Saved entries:
•••••

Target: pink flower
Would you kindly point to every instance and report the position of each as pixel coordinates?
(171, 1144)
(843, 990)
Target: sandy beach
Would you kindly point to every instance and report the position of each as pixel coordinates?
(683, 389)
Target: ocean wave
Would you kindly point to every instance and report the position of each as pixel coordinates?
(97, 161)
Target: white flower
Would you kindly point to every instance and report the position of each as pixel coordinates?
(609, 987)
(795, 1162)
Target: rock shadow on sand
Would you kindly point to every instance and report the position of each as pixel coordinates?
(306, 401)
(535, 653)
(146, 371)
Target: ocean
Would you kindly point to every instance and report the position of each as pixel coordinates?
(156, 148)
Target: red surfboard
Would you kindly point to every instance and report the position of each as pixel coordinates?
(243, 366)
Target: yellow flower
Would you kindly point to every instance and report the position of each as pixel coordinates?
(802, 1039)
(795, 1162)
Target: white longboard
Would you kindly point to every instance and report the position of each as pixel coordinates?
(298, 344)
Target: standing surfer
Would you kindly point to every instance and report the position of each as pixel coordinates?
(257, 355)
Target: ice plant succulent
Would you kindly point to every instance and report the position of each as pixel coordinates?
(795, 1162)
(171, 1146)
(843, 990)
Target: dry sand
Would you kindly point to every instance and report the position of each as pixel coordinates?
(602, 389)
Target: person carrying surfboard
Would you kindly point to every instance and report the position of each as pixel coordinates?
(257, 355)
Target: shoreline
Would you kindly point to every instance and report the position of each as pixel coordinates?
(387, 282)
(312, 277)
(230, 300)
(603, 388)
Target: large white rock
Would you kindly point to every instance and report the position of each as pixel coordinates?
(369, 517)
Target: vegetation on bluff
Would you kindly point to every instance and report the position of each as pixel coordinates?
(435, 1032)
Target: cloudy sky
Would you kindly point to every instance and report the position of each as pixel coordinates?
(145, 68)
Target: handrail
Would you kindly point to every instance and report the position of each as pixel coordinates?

•••••

*Exercise aim*
When a line among the entries above contains "flower", copy it.

*Output for this exercise*
Target: pink flower
Target: white flower
Target: yellow flower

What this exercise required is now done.